Based on the level of debts, and the damage to the credit score, a consumer credit counseling agency may advise the individual to adopt what's called a debt management plan. This plan would start by getting a realistic grasp of overall earnings and what the individual can afford to pay each month. Then, the counselor would step in and try to negotiate each debt with the creditors – banks, lending institutions, credit card companies, etc. A successful negotiation would stretch the debt out for as long as five years and lower the interest rates, thus reducing the overall debt obligations. When some or all of the creditors agree to the debt management plan the debtor would stop paying all of the creditors. Instead, they would pay the consumer credit counseling agency once a month. Then, the agency would disperse the payments to the creditors based on the debt management plan. While on this plan, you would be asked to give up all your credit cards and not to incur any addition debt.

While there are hundreds of consumer credit counseling firms available at your fingertips, it's critical that you find one that best suits your needs. Some charge fees, some charge percentages of your debt, and some imply they charge nothing.


The third debt relief option is what's called debt consolidation. Debt consolidation is a way to reduce a whole group of loans or debt payments into one payment. It literally means that you are taking out yet another loan to pay off all the other loans. That loan is a consolidation loan, consolidating all other debts into one. The majority of the time, one must secure this loan consolidation with a home equity loan and a good credit score. People with higher levels of debt usually consider this option attractive.

The trick with debt consolidation is not falling into the trap that most do – thinking that a debt consolidation will wipe the slate clean. It won't. While debt consolidation can be helpful, it's simply a band-aid and not a cure for the reasons the debt was incurred in the first place.


The fourth and probably most commonly known debt relief option is bankruptcy. If the individual is unable to pay debts because of time or no income, the proverbial last option in the book is bankruptcy.

> **Supplied entries**:

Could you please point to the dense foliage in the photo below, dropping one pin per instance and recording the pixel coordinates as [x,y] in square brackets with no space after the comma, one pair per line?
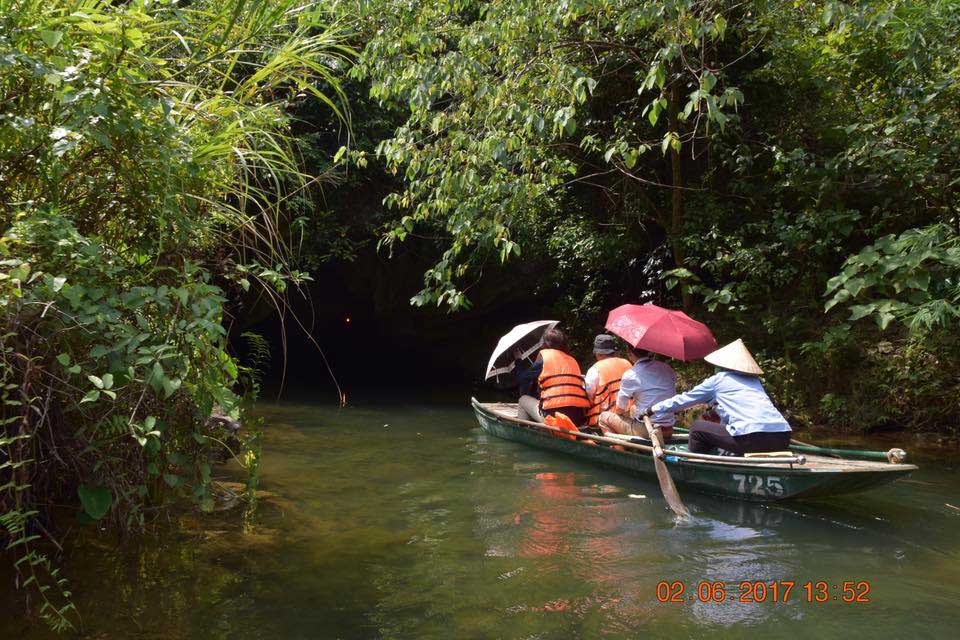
[765,161]
[144,158]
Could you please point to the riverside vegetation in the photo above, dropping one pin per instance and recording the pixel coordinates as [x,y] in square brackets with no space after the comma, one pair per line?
[789,171]
[144,159]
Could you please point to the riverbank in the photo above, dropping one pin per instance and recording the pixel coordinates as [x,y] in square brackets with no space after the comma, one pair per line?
[404,520]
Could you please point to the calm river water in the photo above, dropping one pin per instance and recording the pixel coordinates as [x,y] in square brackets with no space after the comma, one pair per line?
[406,521]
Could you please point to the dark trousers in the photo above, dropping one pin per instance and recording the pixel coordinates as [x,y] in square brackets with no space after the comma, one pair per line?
[706,436]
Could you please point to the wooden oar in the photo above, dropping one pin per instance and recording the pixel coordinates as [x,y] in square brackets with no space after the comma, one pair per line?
[669,489]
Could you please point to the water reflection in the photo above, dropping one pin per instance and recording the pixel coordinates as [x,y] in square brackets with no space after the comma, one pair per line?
[412,523]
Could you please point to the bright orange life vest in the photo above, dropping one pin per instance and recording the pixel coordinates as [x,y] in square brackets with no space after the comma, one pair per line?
[561,384]
[610,371]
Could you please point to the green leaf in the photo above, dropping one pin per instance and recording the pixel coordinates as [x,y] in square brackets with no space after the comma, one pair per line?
[96,501]
[51,38]
[170,386]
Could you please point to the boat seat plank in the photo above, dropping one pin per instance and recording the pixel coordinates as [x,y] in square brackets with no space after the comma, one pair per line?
[814,463]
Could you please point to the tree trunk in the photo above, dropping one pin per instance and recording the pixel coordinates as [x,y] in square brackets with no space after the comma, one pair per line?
[675,231]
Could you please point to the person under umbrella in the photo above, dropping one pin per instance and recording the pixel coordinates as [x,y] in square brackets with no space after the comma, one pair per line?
[648,381]
[649,329]
[749,423]
[553,384]
[603,377]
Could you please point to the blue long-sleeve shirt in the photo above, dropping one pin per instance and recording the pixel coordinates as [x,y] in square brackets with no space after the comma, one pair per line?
[528,377]
[742,404]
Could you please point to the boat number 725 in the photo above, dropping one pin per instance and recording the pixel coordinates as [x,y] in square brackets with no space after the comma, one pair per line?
[759,485]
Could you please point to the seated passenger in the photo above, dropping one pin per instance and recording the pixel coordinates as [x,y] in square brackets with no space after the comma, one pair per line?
[749,423]
[648,381]
[553,384]
[603,378]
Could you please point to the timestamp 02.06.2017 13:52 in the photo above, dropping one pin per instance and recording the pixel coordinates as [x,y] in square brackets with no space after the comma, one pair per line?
[747,591]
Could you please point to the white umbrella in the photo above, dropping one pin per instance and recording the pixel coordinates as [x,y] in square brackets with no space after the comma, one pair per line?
[527,337]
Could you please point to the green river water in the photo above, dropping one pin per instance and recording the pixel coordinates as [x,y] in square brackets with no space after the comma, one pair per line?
[406,521]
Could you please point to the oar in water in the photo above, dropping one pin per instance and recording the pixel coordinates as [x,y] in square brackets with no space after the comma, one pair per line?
[667,486]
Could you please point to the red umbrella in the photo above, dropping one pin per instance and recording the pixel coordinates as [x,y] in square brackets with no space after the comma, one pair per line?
[669,333]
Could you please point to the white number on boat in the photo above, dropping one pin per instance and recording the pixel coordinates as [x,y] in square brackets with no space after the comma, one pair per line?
[756,486]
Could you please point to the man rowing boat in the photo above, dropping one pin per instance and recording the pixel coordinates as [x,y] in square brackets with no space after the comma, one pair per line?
[749,423]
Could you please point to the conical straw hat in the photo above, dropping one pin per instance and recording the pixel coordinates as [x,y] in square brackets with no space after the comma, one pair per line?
[735,357]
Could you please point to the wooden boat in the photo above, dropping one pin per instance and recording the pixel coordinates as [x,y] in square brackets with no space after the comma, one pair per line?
[803,475]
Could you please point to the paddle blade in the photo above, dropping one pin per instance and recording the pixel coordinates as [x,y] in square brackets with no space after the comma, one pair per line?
[667,486]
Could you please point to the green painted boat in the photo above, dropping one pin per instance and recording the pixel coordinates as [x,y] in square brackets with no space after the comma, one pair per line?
[818,476]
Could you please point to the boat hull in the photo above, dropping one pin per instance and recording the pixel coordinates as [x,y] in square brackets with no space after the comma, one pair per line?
[756,483]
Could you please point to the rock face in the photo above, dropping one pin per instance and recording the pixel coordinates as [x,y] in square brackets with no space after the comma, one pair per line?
[219,419]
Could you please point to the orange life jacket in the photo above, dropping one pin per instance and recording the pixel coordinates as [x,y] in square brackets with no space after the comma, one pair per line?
[561,384]
[610,371]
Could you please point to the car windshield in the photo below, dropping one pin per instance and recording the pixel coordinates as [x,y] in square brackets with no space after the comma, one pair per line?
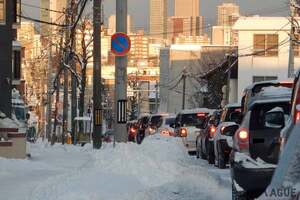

> **What to work on**:
A - Reproduce the part of the debt relief excerpt that opens with the words containing "The third debt" and closes with "this option attractive.".
B - In the rows, from the line containing "Could you please point to the orange" through the end of the rows, replace "life jacket" with "life vest" and write out that part with everything else unchanged. Leave the picture out.
The rows are unrelated to the excerpt on debt relief.

> **Solutions to the tasks**:
A -
The third debt relief option is what's called debt consolidation. Debt consolidation is a way to reduce a whole group of loans or debt payments into one payment. It literally means that you are taking out yet another loan to pay off all the other loans. That loan is a consolidation loan, consolidating all other debts into one. The majority of the time, one must secure this loan consolidation with a home equity loan and a good credit score. People with higher levels of debt usually consider this option attractive.

B -
Could you please point to the orange life vest in the photo above, dropping one pin per instance and recording the pixel coordinates as [x,y] in square brackets with no space after the comma, one pair per line?
[561,384]
[610,371]
Could you please point to the car windshield in the photo below, dropping one pin per instance and recording the pixel coordinates as [x,y] in square brackets with no space after the comma, one pair per line?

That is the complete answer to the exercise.